Extracted information ▸
▼▼▼

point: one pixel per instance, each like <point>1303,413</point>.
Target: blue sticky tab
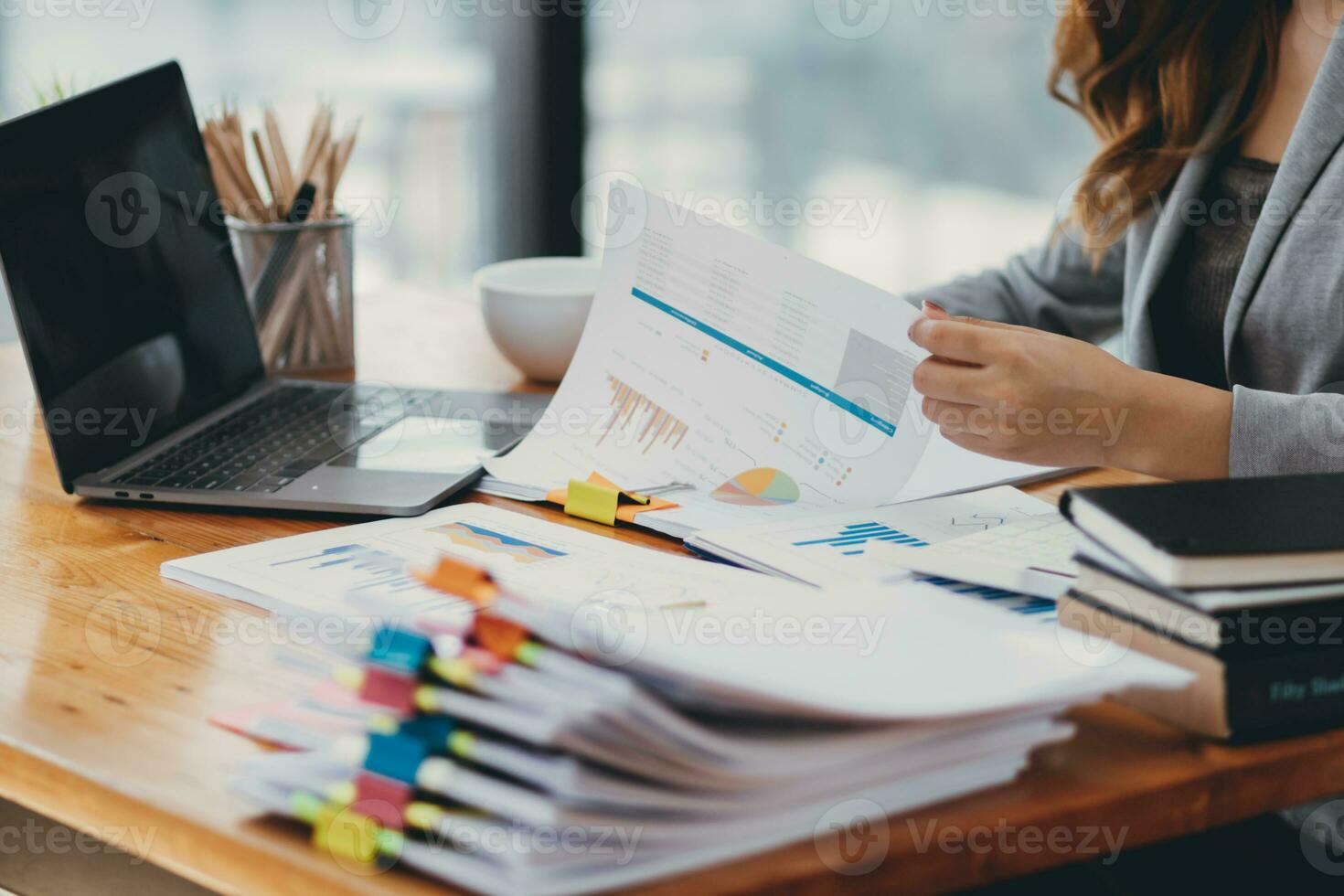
<point>432,731</point>
<point>397,756</point>
<point>400,650</point>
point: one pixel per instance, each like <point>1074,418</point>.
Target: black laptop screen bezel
<point>167,85</point>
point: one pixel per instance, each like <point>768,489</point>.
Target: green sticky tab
<point>528,653</point>
<point>595,503</point>
<point>305,806</point>
<point>347,835</point>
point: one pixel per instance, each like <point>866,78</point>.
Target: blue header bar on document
<point>812,386</point>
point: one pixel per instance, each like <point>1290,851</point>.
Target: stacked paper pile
<point>551,750</point>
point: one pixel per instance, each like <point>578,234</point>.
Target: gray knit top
<point>1191,306</point>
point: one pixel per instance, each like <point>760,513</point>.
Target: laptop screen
<point>123,281</point>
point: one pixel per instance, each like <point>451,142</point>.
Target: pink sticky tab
<point>382,799</point>
<point>386,688</point>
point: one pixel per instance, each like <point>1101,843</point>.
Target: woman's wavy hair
<point>1148,76</point>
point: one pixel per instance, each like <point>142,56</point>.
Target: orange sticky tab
<point>461,581</point>
<point>605,501</point>
<point>500,637</point>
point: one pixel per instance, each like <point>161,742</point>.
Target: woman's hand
<point>1027,395</point>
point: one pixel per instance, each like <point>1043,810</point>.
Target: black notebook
<point>1226,532</point>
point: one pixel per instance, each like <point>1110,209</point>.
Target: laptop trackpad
<point>429,445</point>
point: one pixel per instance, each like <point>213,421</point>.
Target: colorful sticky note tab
<point>461,581</point>
<point>400,650</point>
<point>595,503</point>
<point>397,756</point>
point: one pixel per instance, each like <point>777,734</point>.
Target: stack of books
<point>507,749</point>
<point>1240,581</point>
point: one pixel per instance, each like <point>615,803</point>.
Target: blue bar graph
<point>1019,603</point>
<point>852,539</point>
<point>359,567</point>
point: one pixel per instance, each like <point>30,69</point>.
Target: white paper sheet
<point>703,627</point>
<point>832,549</point>
<point>731,364</point>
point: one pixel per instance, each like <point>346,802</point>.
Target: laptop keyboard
<point>263,446</point>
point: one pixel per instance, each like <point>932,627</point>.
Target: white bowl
<point>535,311</point>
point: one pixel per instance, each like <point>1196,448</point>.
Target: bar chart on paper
<point>332,574</point>
<point>854,539</point>
<point>640,422</point>
<point>477,538</point>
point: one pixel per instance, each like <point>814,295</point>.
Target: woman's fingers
<point>957,340</point>
<point>952,382</point>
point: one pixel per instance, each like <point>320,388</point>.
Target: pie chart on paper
<point>765,486</point>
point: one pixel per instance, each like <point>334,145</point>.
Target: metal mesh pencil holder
<point>300,288</point>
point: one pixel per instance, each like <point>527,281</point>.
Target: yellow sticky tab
<point>347,835</point>
<point>595,503</point>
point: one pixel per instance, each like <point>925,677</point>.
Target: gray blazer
<point>1284,338</point>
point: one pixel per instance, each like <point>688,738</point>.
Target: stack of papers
<point>672,715</point>
<point>769,384</point>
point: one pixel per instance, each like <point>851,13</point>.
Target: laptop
<point>143,348</point>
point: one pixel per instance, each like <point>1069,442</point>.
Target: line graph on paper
<point>640,417</point>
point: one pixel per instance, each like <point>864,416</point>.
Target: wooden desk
<point>113,736</point>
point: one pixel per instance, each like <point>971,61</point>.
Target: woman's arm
<point>1054,288</point>
<point>1040,398</point>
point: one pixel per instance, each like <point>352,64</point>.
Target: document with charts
<point>772,384</point>
<point>718,360</point>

▲▲▲

Description of the task ▸ Write out the material again with "sticky tab" changed to "sticky flag" everywhere and everything else left as it is. Leave out the pictures.

Problem solution ▸
point: one pixel per instance, each like <point>1303,413</point>.
Target: blue sticky flag
<point>432,731</point>
<point>397,756</point>
<point>400,650</point>
point: one pixel per instance, each like <point>1074,418</point>.
Target: black laptop screen bezel
<point>167,85</point>
point: one pixel per instance, each like <point>768,489</point>.
Target: green sticky flag
<point>528,653</point>
<point>595,503</point>
<point>305,806</point>
<point>347,835</point>
point: one pixel per instance, each like <point>866,78</point>.
Target: blue header bar on document
<point>812,386</point>
point: one pixel per instance, each like <point>1290,851</point>.
Target: stacked paper pile
<point>551,750</point>
point: one pixel per instance, each like <point>578,234</point>.
Target: gray knit top
<point>1191,306</point>
point: one pixel per instance, each like <point>760,513</point>.
Target: laptop screen
<point>123,281</point>
point: one pixel per instance, each like <point>451,142</point>.
Target: pink sticky flag
<point>382,799</point>
<point>386,688</point>
point: one pixel per instance, each like <point>1101,843</point>.
Target: woman's wavy hair
<point>1148,76</point>
point: one pixel per instance, each like <point>142,56</point>.
Target: orange sticky flag
<point>461,581</point>
<point>605,501</point>
<point>500,637</point>
point: one pixel per instance, each like <point>161,742</point>.
Target: woman's hand
<point>1027,395</point>
point: one pixel per instance, each like <point>1043,810</point>.
Target: black notebook
<point>1226,532</point>
point: one pixel per instance, each like <point>1110,209</point>.
Target: laptop trackpad
<point>429,445</point>
point: one pixel per instance, each like <point>213,421</point>.
Target: colorful sticky note tab
<point>461,581</point>
<point>400,650</point>
<point>595,503</point>
<point>397,756</point>
point: one pixel per instance, each like <point>777,734</point>.
Target: stack of books
<point>507,749</point>
<point>1240,581</point>
point: one pixel per instance, each like <point>615,803</point>.
Target: blue bar graph
<point>1019,603</point>
<point>852,539</point>
<point>359,567</point>
point: one pixel per instance, each like <point>30,69</point>.
Target: white paper sheet
<point>703,627</point>
<point>832,549</point>
<point>731,364</point>
point: one pixel per instance, each like <point>346,802</point>.
Target: laptop keyboard
<point>263,446</point>
point: one pixel per instance, each like <point>932,627</point>.
Target: white bowl
<point>535,311</point>
point: one pixel per instance, each like <point>1196,448</point>.
Target: bar chart on paper
<point>332,574</point>
<point>854,539</point>
<point>640,422</point>
<point>477,538</point>
point: one pixel per instance, each like <point>814,295</point>.
Target: woman's fingers
<point>957,340</point>
<point>952,382</point>
point: one pixel per instance, each like <point>320,388</point>.
Target: pie chart on paper
<point>765,486</point>
point: one pixel per instance, each like <point>334,145</point>.
Target: metal mesh pencil holder
<point>300,288</point>
point: one pixel per instance, each like <point>527,281</point>.
Target: yellow sticky flag
<point>347,835</point>
<point>595,503</point>
point: one pixel per instance, each like <point>925,677</point>.
Target: gray blazer
<point>1284,338</point>
point: one pixel per instance, each like <point>688,738</point>.
Target: stack of papers
<point>672,715</point>
<point>769,384</point>
point: one pixel per instance, each like <point>851,13</point>.
Target: laptop
<point>143,348</point>
point: one pixel per instance, each like <point>1069,442</point>.
Target: line graph on paper
<point>640,417</point>
point: one pixel per instance, each like <point>864,416</point>.
Target: wooden desk
<point>113,736</point>
point: one pixel per instance, each like <point>971,61</point>.
Target: woman's arm
<point>1054,288</point>
<point>1040,398</point>
point: one pixel per instance, each like <point>352,64</point>.
Target: document with charts
<point>772,384</point>
<point>718,360</point>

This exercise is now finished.